Why do you always forget us?
Why do you forsake us so long?
Lamentations 5:20 NIV
Why is a rich word with various uses and meanings. It compels is to ask, to understand, to seek explanation, to delve into mysteries and express surprise. It drives us to uncover secrets and express hesitation, to dig into baffling problems and express approval or disapproval. (Such as the question: Why did you do this or that?) Why helps us name enigmas or express impatience, always wanting more details, more openness, more—there is always more to know or to solve.
Why is a useful question, but also can put us on the defensive. Why are you questioning my motive is the stance I often take when someone poses the why question.
Recently in my journal keeping class, I offered myself and my student, this series of questions:
How am I?
When am I?
Where am I?
What am I?
Who am I?
Why am I?
An interesting exercise, and I left why for last because I thought it would be most difficult to answer. I jotted answers to each one; more of a list than long narrative answers.
Here’s some highlights from my answers in order of the list above: I am okay, up and down, struggling. I am 2020, August, 55 years old, COVID-19. I am in my house, St. Louis, on zoom. I am tired, creative, a woman, an artist and writer, weary, word lover and inspirational. I am Kel Rohlf, “lily,” friend, child, loved, cherished, respected, cared for and sought out. And then it was time to answer: Why am I?
And the recurring answer was “to be” or “because” this or that. I am because GOD thought of and created me. I am here for a reason. I have purpose in my various roles. The answer to why is often because. Maybe next time we will use the prompt: “I am because…” and see what mysteries are revealed.
I invite you to set aside some time to look up the definition of why for yourself. It’s a rich word. If you like to journal, ask your self the above questions and possibly uncover some secrets about YOU.

===

What you are asked to do. In the reflection on the word "why," which question in the series did the writer leave for last?

===

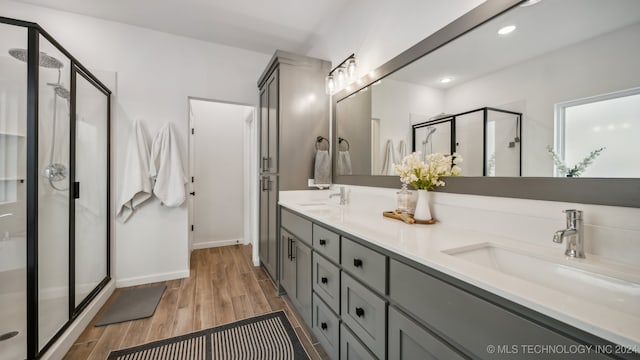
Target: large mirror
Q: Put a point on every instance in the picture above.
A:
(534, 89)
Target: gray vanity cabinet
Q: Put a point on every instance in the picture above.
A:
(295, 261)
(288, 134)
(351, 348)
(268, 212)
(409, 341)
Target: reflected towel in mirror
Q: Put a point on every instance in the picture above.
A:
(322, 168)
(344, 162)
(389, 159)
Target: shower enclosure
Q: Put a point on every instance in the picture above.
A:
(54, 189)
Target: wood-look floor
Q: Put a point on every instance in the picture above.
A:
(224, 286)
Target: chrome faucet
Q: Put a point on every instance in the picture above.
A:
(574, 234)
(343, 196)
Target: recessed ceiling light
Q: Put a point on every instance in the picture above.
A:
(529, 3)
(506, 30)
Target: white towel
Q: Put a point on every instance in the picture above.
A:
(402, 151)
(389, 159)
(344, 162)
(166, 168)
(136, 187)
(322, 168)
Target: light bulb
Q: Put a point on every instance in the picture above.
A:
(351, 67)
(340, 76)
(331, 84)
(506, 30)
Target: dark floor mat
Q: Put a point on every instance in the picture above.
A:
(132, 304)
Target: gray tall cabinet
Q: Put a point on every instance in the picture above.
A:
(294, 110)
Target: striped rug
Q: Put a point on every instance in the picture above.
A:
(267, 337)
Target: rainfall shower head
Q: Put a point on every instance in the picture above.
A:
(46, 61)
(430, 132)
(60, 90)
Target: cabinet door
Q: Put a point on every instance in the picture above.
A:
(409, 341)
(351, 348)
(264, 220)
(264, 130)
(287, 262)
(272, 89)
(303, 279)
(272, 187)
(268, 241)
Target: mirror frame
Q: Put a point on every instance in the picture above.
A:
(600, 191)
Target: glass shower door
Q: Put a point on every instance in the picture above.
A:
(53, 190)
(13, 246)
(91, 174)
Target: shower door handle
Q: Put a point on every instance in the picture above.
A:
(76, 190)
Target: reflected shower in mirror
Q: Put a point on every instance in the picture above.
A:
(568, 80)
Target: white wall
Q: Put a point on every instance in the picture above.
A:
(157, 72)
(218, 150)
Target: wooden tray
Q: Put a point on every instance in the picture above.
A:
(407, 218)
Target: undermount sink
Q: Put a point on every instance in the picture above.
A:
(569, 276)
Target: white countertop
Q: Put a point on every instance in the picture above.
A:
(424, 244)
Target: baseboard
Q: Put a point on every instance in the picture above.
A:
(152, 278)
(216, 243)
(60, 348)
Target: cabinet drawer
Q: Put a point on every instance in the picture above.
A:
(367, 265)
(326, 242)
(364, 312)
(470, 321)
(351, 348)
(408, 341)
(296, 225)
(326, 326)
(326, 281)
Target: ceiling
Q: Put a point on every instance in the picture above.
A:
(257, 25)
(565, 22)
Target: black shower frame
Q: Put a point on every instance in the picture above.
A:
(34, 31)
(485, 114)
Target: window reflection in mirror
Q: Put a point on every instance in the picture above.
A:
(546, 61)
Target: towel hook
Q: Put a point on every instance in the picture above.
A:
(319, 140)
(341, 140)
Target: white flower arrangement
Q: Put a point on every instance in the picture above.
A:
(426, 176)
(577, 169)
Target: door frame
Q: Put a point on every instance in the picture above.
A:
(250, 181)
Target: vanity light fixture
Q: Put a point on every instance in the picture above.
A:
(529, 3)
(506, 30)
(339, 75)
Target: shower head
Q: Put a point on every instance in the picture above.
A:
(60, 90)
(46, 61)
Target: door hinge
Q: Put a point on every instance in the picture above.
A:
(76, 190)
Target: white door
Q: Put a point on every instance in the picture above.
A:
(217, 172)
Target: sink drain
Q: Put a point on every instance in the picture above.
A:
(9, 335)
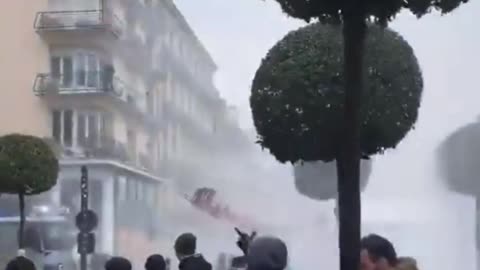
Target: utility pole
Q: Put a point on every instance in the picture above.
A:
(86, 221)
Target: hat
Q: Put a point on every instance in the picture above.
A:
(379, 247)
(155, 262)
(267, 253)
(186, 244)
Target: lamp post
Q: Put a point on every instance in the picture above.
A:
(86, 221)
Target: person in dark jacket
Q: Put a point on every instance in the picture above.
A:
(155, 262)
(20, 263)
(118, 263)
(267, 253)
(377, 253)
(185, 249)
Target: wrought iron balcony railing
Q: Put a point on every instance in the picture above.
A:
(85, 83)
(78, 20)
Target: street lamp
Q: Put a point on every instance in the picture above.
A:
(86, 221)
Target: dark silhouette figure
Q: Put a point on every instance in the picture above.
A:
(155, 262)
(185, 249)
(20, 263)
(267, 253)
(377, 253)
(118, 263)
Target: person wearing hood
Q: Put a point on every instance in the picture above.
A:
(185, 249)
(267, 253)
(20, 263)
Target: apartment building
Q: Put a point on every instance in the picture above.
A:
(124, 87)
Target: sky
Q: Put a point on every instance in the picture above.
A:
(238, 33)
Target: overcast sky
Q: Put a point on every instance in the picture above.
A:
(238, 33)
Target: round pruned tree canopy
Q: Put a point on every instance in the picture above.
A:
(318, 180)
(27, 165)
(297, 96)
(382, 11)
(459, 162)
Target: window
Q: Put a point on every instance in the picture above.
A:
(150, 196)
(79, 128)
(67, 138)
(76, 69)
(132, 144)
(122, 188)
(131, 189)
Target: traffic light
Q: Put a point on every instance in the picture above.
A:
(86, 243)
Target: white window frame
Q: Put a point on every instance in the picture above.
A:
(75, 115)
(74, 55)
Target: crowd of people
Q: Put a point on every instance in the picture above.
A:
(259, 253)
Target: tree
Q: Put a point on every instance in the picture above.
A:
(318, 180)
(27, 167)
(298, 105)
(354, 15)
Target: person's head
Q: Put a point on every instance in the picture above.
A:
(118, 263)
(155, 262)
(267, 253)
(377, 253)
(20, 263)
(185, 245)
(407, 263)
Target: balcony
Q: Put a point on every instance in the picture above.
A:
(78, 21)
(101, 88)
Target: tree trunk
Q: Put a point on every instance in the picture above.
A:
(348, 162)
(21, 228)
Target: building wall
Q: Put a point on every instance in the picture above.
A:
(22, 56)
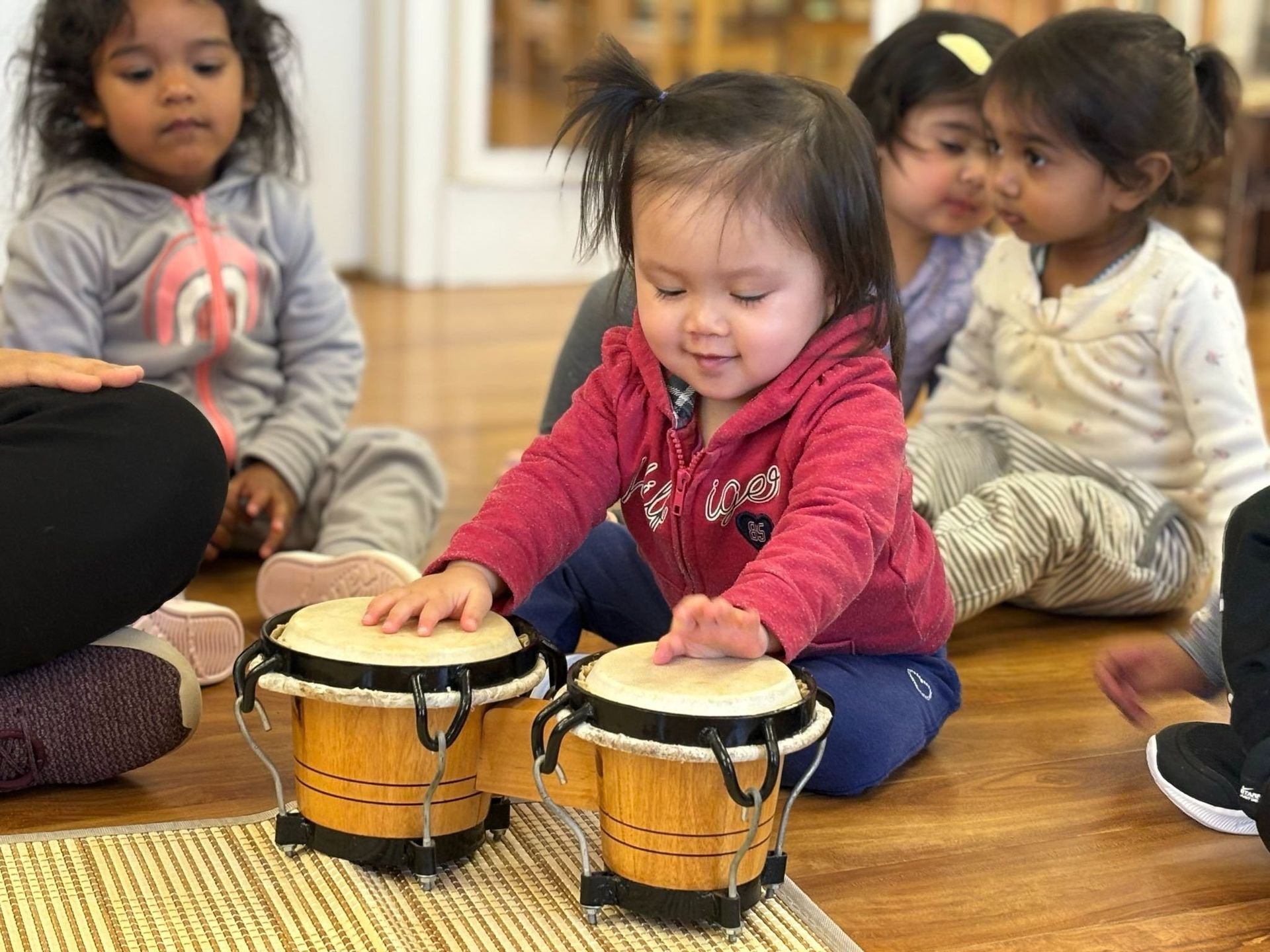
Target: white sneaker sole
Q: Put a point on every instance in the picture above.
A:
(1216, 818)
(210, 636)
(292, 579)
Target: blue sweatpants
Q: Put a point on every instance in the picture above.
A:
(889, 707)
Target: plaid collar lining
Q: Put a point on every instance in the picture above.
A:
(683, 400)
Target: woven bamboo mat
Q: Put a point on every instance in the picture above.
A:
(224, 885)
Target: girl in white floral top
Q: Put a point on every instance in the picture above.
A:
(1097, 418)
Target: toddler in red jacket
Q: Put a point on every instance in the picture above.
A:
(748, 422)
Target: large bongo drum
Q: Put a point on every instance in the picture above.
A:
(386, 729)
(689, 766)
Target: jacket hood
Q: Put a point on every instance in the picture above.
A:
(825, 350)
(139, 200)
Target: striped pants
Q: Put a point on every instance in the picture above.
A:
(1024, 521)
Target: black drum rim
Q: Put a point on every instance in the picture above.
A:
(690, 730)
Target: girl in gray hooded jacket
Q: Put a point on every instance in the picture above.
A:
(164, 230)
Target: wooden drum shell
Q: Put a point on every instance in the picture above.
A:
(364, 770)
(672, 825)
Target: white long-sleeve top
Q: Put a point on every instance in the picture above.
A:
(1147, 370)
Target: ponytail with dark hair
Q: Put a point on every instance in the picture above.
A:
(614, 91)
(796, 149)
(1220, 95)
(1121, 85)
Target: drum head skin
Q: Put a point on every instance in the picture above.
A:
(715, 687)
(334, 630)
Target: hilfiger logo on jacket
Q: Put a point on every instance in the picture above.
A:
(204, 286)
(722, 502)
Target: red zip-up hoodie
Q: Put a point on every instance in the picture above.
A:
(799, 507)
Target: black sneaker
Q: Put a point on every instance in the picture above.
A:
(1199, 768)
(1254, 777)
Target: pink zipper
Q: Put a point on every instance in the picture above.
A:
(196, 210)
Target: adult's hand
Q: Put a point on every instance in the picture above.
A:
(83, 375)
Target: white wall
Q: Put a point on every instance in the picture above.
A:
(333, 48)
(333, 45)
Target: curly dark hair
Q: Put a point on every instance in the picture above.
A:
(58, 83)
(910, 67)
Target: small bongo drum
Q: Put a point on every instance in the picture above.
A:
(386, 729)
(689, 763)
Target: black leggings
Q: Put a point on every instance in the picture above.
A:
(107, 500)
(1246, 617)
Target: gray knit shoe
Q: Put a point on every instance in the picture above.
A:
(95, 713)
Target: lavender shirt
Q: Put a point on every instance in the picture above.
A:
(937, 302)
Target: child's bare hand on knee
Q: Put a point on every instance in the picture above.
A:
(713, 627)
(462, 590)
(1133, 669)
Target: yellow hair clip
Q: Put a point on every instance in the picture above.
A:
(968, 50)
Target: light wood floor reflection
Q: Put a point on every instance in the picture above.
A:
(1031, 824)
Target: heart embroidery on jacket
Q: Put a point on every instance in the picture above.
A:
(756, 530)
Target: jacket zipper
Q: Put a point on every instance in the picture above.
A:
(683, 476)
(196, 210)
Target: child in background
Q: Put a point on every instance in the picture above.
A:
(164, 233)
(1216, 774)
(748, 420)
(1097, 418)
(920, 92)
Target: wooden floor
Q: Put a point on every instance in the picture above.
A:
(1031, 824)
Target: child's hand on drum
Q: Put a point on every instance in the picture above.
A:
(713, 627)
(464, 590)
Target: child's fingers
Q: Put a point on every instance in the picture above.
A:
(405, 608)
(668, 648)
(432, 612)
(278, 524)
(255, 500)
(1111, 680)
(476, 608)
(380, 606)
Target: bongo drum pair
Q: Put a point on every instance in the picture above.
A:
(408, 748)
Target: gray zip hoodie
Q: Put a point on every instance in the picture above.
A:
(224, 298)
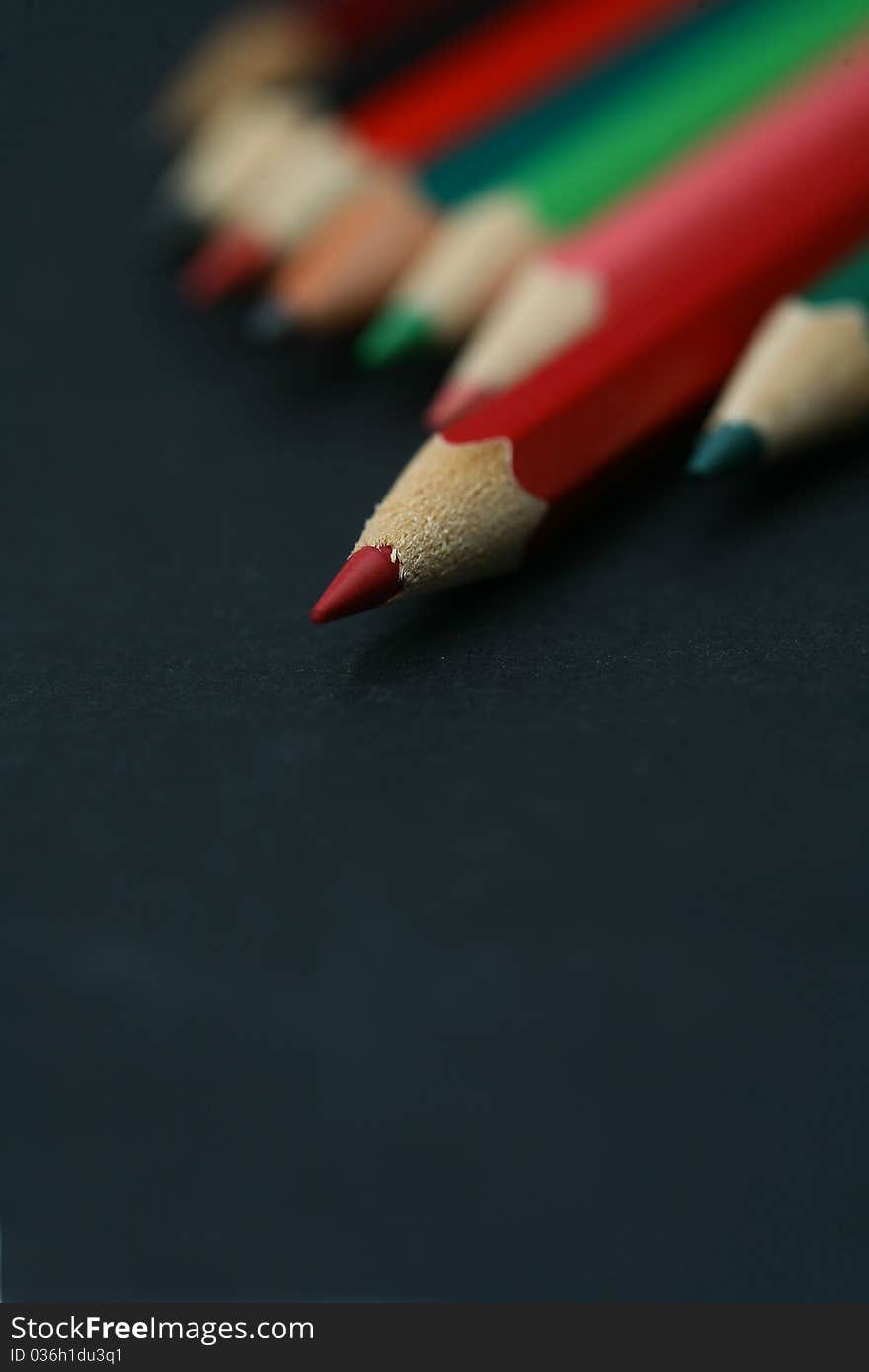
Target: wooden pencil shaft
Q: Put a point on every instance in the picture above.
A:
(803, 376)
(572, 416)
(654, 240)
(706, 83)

===

Answer for this exercise. "Why am I?"